#### What the exercise asks:
Without including pictures, set down every record exactly as it stands.

#### Dataset extract:
• • • • •

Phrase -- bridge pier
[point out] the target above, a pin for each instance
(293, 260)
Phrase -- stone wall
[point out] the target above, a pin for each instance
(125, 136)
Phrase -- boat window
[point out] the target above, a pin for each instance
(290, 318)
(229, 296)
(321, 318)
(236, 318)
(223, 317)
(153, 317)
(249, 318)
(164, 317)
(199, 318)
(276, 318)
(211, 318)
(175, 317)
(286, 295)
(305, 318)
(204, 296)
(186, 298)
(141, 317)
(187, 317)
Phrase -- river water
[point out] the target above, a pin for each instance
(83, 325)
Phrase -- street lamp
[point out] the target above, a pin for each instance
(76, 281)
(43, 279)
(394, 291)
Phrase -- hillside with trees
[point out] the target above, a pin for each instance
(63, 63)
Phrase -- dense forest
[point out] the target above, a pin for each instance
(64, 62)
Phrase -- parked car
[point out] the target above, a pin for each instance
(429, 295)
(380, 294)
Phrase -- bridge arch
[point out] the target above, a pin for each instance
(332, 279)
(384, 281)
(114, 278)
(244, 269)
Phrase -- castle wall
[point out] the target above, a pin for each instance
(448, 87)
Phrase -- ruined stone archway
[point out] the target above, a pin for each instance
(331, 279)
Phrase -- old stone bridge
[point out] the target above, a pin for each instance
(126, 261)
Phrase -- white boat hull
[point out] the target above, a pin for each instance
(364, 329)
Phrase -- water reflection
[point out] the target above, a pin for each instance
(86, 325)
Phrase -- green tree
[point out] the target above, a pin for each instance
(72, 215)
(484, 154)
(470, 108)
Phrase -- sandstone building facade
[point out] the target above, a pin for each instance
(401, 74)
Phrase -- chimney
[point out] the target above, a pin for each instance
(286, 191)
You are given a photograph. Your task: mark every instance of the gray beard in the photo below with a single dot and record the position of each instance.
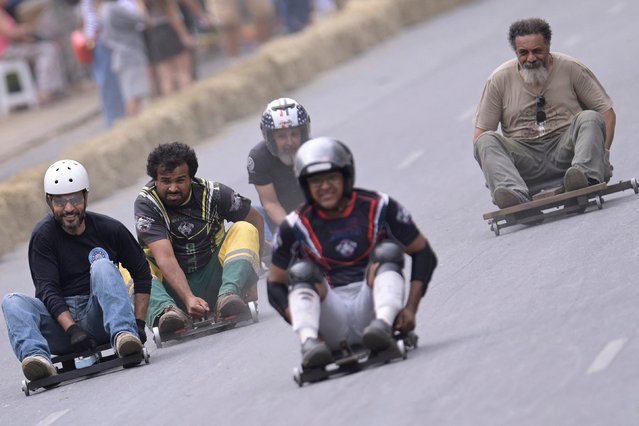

• • • • •

#### Task response:
Phrase -- bridge pier
[point out] the target above, a pin for each instance
(293, 260)
Phrase -- stone wall
[point out] the target above, a pin for each instance
(125, 136)
Phrase -- boat window
[point out] the target above, a pin for each instance
(290, 318)
(229, 296)
(321, 318)
(236, 318)
(223, 317)
(153, 317)
(249, 318)
(164, 317)
(199, 318)
(276, 318)
(211, 318)
(175, 317)
(286, 295)
(305, 318)
(204, 296)
(186, 298)
(141, 317)
(187, 317)
Phrase -- river water
[point out] the target above, a pin for each instance
(83, 325)
Phrase -- street lamp
[point out] the target above, a pin for each instance
(76, 281)
(43, 279)
(394, 291)
Phrase -- hillside with trees
[point out] the target above, a pin for each instance
(63, 63)
Phrase -- dense forest
[point out] the target above, a pin for each instance
(64, 62)
Phrase -- parked car
[point out] the target above, a pin for each instance
(429, 295)
(380, 294)
Phrase -- bridge arch
[point out] the target above, a pin for each instance
(332, 279)
(384, 281)
(114, 278)
(244, 269)
Phrase -- castle wall
[point out] the target above, a pin for each instance
(448, 87)
Phrase -- ruined stone archway
[point out] the target above, a pin for each instance
(331, 279)
Phrase -- old stone bridge
[point out] the target above, a pin for each instance
(126, 261)
Phrase -- white boat hull
[point out] the target above, a pin for each instance
(364, 329)
Phrase -- water reflection
[point out] the target above, a pin for each instance
(86, 325)
Phrase -- green tree
[point out] the target above, a pin for each instance
(72, 215)
(484, 154)
(470, 108)
Phrase -- sandstone building facade
[point out] the target above, a pin for each instance
(401, 74)
Phrase -- chimney
[point out] the target above, a pin for each instance
(286, 191)
You are given a photograph. Your task: mark every instance of the gray beard in the photo below with a single dot and record the position of each instance.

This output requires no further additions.